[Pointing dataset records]
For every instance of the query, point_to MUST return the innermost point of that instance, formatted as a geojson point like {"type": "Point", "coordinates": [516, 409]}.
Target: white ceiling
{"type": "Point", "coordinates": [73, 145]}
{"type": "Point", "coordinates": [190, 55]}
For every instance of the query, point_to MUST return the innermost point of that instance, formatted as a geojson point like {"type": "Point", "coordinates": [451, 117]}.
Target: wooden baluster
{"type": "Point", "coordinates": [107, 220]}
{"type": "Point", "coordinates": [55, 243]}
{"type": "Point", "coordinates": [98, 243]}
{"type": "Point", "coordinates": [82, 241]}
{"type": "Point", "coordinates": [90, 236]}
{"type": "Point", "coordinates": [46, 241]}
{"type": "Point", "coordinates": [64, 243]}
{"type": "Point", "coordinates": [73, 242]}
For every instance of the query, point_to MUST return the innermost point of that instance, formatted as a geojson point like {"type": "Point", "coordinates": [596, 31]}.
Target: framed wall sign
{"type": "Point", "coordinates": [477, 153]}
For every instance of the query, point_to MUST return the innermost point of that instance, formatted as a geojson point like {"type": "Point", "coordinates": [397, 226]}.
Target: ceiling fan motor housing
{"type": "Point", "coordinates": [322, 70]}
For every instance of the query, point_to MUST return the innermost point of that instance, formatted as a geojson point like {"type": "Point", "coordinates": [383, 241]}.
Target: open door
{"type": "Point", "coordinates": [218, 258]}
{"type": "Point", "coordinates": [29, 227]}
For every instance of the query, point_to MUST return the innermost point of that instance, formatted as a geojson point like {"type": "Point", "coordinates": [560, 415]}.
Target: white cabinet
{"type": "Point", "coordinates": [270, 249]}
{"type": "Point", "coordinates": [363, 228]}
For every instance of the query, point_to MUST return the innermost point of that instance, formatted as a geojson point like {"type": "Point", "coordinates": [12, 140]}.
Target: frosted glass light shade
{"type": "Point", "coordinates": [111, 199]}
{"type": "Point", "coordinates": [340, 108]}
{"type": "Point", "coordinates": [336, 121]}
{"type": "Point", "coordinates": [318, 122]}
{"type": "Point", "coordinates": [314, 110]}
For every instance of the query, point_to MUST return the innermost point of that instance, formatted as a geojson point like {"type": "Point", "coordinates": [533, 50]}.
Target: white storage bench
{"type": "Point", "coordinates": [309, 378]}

What the exercise asks =>
All of the data shown above must be copied exactly.

Answer to the task =>
For every instance of the query, point_to MUST return the innermost point of that instance, formatted as a geojson point like {"type": "Point", "coordinates": [516, 409]}.
Target: white ceiling
{"type": "Point", "coordinates": [73, 145]}
{"type": "Point", "coordinates": [190, 55]}
For every instance of the query, point_to MUST return the innermost point of that instance, formatted as a geojson point like {"type": "Point", "coordinates": [451, 117]}.
Target: wooden baluster
{"type": "Point", "coordinates": [107, 220]}
{"type": "Point", "coordinates": [55, 243]}
{"type": "Point", "coordinates": [98, 243]}
{"type": "Point", "coordinates": [82, 241]}
{"type": "Point", "coordinates": [90, 236]}
{"type": "Point", "coordinates": [46, 241]}
{"type": "Point", "coordinates": [64, 243]}
{"type": "Point", "coordinates": [73, 242]}
For every instance of the query, point_to MUST return the innermost point of that instance, formatted as a geojson point like {"type": "Point", "coordinates": [596, 31]}.
Target: framed wall sign
{"type": "Point", "coordinates": [477, 153]}
For every instance of the query, point_to MUST return the innermost point of that instance, formatted as a geojson point like {"type": "Point", "coordinates": [397, 226]}.
Target: ceiling fan motor housing
{"type": "Point", "coordinates": [322, 70]}
For every instance of the query, point_to MUST return the innermost point of that instance, formatted as a geojson point like {"type": "Point", "coordinates": [383, 241]}.
Target: open door
{"type": "Point", "coordinates": [218, 258]}
{"type": "Point", "coordinates": [29, 227]}
For every instance of the query, point_to MUST return the innermost point of that instance, formatted as a geojson point like {"type": "Point", "coordinates": [560, 415]}.
Target: white cabinet
{"type": "Point", "coordinates": [270, 249]}
{"type": "Point", "coordinates": [363, 228]}
For every instance of the query, point_to MUST return the innermost point of that instance, formatted as a geojson point like {"type": "Point", "coordinates": [12, 140]}.
Target: frosted glass light shade
{"type": "Point", "coordinates": [111, 199]}
{"type": "Point", "coordinates": [340, 108]}
{"type": "Point", "coordinates": [336, 121]}
{"type": "Point", "coordinates": [318, 122]}
{"type": "Point", "coordinates": [314, 110]}
For every instance of the query, point_to MUST return the innermost point of that instance, formatted as a geojson point like {"type": "Point", "coordinates": [533, 50]}.
Target: white storage bench
{"type": "Point", "coordinates": [309, 378]}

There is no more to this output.